Record extracts
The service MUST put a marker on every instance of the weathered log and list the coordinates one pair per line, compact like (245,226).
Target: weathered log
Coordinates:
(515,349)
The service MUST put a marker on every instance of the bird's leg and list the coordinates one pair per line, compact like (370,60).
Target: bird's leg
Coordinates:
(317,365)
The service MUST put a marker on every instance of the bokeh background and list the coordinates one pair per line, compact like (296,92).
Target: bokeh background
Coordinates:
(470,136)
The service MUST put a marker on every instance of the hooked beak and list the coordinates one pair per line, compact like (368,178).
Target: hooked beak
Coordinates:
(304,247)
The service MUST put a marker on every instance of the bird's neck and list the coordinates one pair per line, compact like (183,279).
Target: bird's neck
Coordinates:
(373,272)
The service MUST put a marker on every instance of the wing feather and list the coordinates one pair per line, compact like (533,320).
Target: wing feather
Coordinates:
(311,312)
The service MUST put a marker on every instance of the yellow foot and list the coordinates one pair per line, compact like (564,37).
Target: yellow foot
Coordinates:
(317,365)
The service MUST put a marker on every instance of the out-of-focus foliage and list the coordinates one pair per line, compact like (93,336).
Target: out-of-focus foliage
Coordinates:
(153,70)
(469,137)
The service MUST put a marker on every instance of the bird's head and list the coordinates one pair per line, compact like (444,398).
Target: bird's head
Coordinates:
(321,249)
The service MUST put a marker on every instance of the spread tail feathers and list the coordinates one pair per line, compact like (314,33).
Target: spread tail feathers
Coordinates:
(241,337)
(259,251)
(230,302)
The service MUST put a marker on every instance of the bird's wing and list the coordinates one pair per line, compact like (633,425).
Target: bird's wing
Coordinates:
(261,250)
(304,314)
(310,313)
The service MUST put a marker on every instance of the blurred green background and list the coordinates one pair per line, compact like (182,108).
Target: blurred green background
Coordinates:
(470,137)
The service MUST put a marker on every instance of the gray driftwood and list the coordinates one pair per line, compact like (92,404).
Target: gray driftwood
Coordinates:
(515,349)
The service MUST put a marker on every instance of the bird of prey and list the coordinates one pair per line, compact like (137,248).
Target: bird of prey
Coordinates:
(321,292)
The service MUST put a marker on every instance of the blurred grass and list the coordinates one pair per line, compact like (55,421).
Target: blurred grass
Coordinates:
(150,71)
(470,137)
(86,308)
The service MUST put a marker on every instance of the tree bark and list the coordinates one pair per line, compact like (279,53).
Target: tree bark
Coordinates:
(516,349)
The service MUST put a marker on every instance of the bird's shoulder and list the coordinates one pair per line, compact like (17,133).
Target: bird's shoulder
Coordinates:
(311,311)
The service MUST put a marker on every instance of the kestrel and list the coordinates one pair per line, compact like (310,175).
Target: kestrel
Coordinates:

Assignment
Set down each entry exactly as it appears above.

Answer area
The service MUST put a marker on every instance of the weathered log and list the coordinates one pair per line, compact like (245,226).
Target: weathered log
Coordinates:
(515,349)
The service MUST put a marker on every instance of the bird's leg and list the coordinates one pair per line, compact like (370,60).
Target: bird's leg
Coordinates:
(317,365)
The service MUST put a marker on every instance of the bokeh background and list the coordinates one pair per line, compact like (296,92).
Target: bokeh background
Coordinates:
(470,136)
The service MUST put a marker on every instance of the hooked beak and list the coordinates one pair per line, compact like (368,178).
Target: hooked beak
Coordinates:
(304,247)
The service MUST put a marker on every instance of the bird's neck and list the coordinates one pair per line, compact like (183,279).
Target: bird's neck
Coordinates:
(373,272)
The service MUST put a marker on every instance of the wing feather and list the coordinates one pair per line, compact like (533,320).
Target: wing feather
Coordinates:
(311,312)
The service MUST put a marker on every instance of the yellow foot and list the coordinates one pair per line, compact like (564,37).
Target: yellow foot
Coordinates:
(317,365)
The service MUST put a marker on every instance of the out-of-focus foliage and list the coordinates one pair per line, compact like (93,336).
Target: out-of-focus foliage
Coordinates:
(153,70)
(469,137)
The service MUST put a marker on every instance of the bird's head and list the coordinates one pair per line, compact like (444,398).
Target: bird's head
Coordinates:
(321,249)
The service MUST put a marker on every instance of the spread tail feathers and list the coordinates one pair per line, compact like (314,33).
Target: spread tail feathers
Coordinates:
(241,337)
(259,251)
(230,302)
The service MUST put a marker on every instance of the bird's wing and list the coordinates one pair per line, compact like (633,425).
Target: bird's wing
Coordinates:
(261,250)
(304,314)
(310,313)
The service MUST put a marker on every instance of the blurred green background and list the coordinates one pair per line, compact like (182,108).
Target: blurred green background
Coordinates:
(470,137)
The service MUST put a marker on every instance of the gray driftwood and list the coordinates one pair per line, compact like (92,404).
Target: gray driftwood
Coordinates:
(515,349)
The service MUST put a marker on every instance of the bird of prey and list the coordinates one pair per line, compact like (137,248).
Target: bird of prey
Coordinates:
(321,292)
The service MUST put a marker on every instance of the blurred grass and list the coordinates one pair per line, compact like (55,421).
Target: blurred grass
Coordinates:
(150,71)
(470,137)
(86,308)
The service MUST put a marker on every instance of the tree bark and list the coordinates one pair per line, compact like (279,53).
Target: tree bark
Coordinates:
(516,349)
The service MUST put a marker on every instance of the bird's shoulder and list the coordinates one pair per line, compact like (17,133).
Target: bird's shoulder
Coordinates:
(311,311)
The service MUST put a marker on every instance of the kestrel and list the coordinates one pair per line, compact like (310,175).
Target: kestrel
Coordinates:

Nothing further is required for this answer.